§ PROBLEM DETAILS
The line containing "[output] one dot per instance, form <point>61,233</point>." marks the start of the required copy, which runs to the final line of the entries; return those lines exactly, without any pictures.

§ LISTED RECORDS

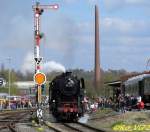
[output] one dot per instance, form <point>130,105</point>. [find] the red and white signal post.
<point>39,77</point>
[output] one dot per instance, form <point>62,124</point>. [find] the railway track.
<point>8,128</point>
<point>71,127</point>
<point>8,120</point>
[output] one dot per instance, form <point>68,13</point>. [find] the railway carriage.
<point>138,86</point>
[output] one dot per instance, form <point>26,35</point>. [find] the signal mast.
<point>39,77</point>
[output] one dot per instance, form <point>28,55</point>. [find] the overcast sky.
<point>69,34</point>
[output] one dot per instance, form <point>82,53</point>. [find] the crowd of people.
<point>15,104</point>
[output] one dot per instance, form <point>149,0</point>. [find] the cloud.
<point>118,4</point>
<point>49,66</point>
<point>52,66</point>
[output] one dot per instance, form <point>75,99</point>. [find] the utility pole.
<point>39,77</point>
<point>97,50</point>
<point>9,62</point>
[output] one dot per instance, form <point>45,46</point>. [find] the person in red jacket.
<point>140,105</point>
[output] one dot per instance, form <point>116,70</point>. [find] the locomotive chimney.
<point>97,50</point>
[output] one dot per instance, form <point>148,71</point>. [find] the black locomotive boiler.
<point>66,97</point>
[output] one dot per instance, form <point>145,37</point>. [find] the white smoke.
<point>47,67</point>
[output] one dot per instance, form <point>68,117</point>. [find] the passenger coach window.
<point>147,86</point>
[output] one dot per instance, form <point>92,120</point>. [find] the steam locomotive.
<point>66,97</point>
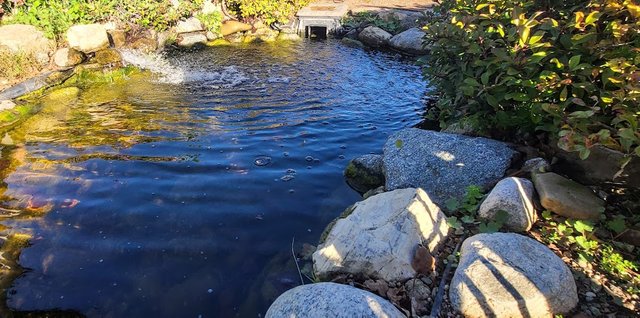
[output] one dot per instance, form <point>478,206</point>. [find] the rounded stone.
<point>88,38</point>
<point>331,300</point>
<point>511,275</point>
<point>514,196</point>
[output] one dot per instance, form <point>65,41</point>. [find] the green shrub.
<point>391,24</point>
<point>54,17</point>
<point>270,11</point>
<point>211,21</point>
<point>568,68</point>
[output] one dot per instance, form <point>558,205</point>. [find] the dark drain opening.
<point>316,32</point>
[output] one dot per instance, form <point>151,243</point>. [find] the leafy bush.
<point>570,68</point>
<point>56,16</point>
<point>391,24</point>
<point>270,11</point>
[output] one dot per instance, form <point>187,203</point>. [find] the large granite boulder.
<point>409,41</point>
<point>442,164</point>
<point>22,38</point>
<point>365,173</point>
<point>602,165</point>
<point>513,196</point>
<point>374,37</point>
<point>88,38</point>
<point>511,275</point>
<point>380,237</point>
<point>567,197</point>
<point>331,300</point>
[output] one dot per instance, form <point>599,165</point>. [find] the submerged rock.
<point>510,275</point>
<point>442,164</point>
<point>190,25</point>
<point>514,196</point>
<point>117,38</point>
<point>7,104</point>
<point>284,36</point>
<point>68,57</point>
<point>365,173</point>
<point>409,41</point>
<point>331,300</point>
<point>190,39</point>
<point>374,37</point>
<point>88,38</point>
<point>24,38</point>
<point>108,57</point>
<point>380,237</point>
<point>536,165</point>
<point>566,197</point>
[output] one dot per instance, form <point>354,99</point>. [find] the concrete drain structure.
<point>320,19</point>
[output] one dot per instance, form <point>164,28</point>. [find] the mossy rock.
<point>327,230</point>
<point>365,173</point>
<point>218,42</point>
<point>283,36</point>
<point>352,43</point>
<point>108,57</point>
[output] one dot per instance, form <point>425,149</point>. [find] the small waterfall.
<point>180,72</point>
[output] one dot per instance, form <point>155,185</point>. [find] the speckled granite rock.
<point>567,197</point>
<point>331,300</point>
<point>379,238</point>
<point>511,275</point>
<point>515,197</point>
<point>442,164</point>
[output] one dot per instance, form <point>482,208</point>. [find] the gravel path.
<point>373,5</point>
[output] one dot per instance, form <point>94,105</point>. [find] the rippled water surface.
<point>178,194</point>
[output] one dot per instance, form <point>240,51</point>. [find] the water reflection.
<point>157,197</point>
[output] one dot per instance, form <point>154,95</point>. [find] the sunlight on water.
<point>178,193</point>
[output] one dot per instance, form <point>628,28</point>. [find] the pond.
<point>178,193</point>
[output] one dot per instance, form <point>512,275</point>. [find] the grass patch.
<point>18,66</point>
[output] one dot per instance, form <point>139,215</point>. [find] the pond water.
<point>178,194</point>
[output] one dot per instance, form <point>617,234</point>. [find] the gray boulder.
<point>602,165</point>
<point>331,300</point>
<point>515,197</point>
<point>567,197</point>
<point>374,37</point>
<point>379,238</point>
<point>510,275</point>
<point>442,164</point>
<point>21,38</point>
<point>88,38</point>
<point>365,173</point>
<point>409,41</point>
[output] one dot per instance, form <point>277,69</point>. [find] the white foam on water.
<point>175,72</point>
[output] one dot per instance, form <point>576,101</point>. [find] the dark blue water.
<point>158,206</point>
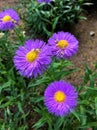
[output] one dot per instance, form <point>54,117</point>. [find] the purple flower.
<point>32,58</point>
<point>8,19</point>
<point>60,98</point>
<point>45,1</point>
<point>64,44</point>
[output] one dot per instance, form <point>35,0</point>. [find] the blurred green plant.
<point>44,19</point>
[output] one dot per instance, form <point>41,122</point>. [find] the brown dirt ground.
<point>87,44</point>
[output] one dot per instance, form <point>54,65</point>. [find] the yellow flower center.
<point>32,55</point>
<point>62,44</point>
<point>6,18</point>
<point>59,96</point>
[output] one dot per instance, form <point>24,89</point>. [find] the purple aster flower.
<point>64,44</point>
<point>8,19</point>
<point>45,1</point>
<point>32,58</point>
<point>60,98</point>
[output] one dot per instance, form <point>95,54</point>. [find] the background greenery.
<point>21,99</point>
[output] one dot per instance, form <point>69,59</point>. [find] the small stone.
<point>92,33</point>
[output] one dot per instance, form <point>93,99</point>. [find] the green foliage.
<point>21,100</point>
<point>44,19</point>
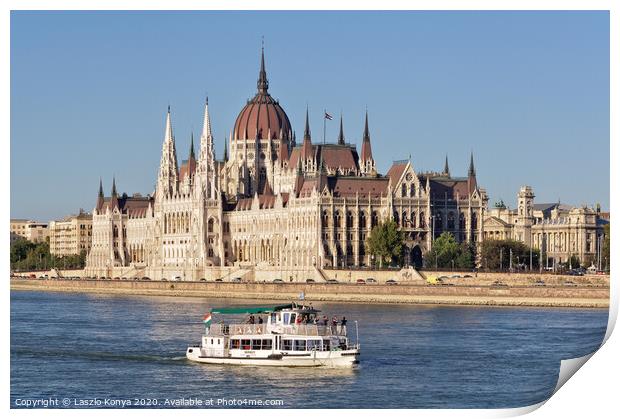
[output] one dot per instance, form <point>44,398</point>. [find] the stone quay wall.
<point>550,296</point>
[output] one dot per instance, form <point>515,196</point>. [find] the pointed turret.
<point>299,179</point>
<point>100,197</point>
<point>114,198</point>
<point>341,133</point>
<point>267,188</point>
<point>168,169</point>
<point>472,169</point>
<point>471,175</point>
<point>262,84</point>
<point>206,162</point>
<point>367,163</point>
<point>306,148</point>
<point>192,155</point>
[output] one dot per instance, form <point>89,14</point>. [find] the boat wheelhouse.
<point>290,335</point>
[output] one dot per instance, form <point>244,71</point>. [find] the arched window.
<point>349,219</point>
<point>450,220</point>
<point>438,221</point>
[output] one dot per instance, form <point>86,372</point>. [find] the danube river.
<point>85,347</point>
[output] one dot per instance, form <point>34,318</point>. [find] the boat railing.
<point>259,329</point>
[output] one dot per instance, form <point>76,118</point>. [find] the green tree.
<point>606,242</point>
<point>446,252</point>
<point>385,242</point>
<point>20,249</point>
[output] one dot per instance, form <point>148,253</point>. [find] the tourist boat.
<point>287,336</point>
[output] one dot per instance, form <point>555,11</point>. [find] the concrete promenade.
<point>584,294</point>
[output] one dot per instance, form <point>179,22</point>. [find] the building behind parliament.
<point>272,201</point>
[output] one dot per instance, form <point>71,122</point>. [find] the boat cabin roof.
<point>292,307</point>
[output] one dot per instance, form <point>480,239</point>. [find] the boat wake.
<point>91,355</point>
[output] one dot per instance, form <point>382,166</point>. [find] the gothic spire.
<point>168,169</point>
<point>114,198</point>
<point>367,163</point>
<point>366,131</point>
<point>306,148</point>
<point>100,197</point>
<point>341,134</point>
<point>192,155</point>
<point>262,84</point>
<point>472,169</point>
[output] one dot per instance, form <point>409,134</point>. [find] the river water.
<point>88,346</point>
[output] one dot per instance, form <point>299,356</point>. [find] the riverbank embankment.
<point>585,296</point>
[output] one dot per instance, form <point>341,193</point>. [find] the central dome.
<point>262,115</point>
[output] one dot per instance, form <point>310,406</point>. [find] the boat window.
<point>287,345</point>
<point>314,344</point>
<point>300,345</point>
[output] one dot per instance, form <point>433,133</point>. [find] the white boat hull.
<point>333,359</point>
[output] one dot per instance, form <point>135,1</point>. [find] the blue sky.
<point>528,92</point>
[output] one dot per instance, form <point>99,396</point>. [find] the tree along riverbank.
<point>581,296</point>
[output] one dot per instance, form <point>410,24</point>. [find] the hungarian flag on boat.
<point>207,319</point>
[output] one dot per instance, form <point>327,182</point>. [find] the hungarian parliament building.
<point>274,202</point>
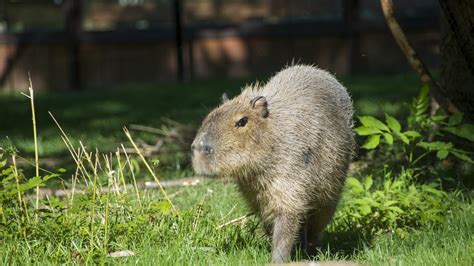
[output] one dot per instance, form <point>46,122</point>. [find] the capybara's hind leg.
<point>316,223</point>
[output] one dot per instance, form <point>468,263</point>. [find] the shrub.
<point>392,203</point>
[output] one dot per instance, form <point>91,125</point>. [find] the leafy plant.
<point>392,203</point>
<point>415,142</point>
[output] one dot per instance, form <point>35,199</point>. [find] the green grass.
<point>156,236</point>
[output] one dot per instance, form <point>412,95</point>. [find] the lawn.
<point>84,228</point>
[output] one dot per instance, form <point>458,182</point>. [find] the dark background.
<point>73,44</point>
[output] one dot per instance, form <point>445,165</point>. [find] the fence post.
<point>179,39</point>
<point>73,13</point>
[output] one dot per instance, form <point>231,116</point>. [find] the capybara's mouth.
<point>202,166</point>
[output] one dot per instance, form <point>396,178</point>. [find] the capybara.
<point>288,145</point>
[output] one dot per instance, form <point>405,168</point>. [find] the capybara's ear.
<point>260,104</point>
<point>225,97</point>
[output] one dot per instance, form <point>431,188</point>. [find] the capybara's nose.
<point>199,146</point>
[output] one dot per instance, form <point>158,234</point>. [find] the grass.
<point>156,238</point>
<point>83,229</point>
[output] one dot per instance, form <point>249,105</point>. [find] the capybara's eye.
<point>242,122</point>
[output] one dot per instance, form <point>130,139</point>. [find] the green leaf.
<point>455,119</point>
<point>389,203</point>
<point>372,142</point>
<point>403,138</point>
<point>464,131</point>
<point>388,138</point>
<point>393,123</point>
<point>354,184</point>
<point>422,101</point>
<point>412,134</point>
<point>436,145</point>
<point>441,154</point>
<point>368,182</point>
<point>438,118</point>
<point>365,209</point>
<point>463,156</point>
<point>365,131</point>
<point>61,170</point>
<point>395,209</point>
<point>370,121</point>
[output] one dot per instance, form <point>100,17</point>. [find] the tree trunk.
<point>457,49</point>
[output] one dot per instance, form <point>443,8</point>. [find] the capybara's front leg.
<point>285,230</point>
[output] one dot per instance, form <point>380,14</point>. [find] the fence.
<point>78,58</point>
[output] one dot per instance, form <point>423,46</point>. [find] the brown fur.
<point>291,157</point>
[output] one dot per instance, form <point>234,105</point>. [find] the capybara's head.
<point>232,137</point>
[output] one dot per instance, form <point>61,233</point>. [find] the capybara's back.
<point>288,144</point>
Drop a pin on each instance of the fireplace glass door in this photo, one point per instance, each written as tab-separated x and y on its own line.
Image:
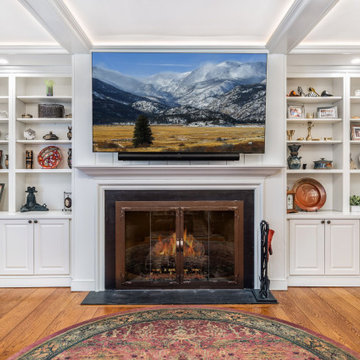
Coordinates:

§ THE ANSWER
[output] one dot per instance, form <point>61,233</point>. [find] the capybara's back.
<point>288,144</point>
Drop a pin on each instance of the fireplace glass door in this photo, one point per instance, each written as tab-separated x and y on its own line.
Image:
Coordinates:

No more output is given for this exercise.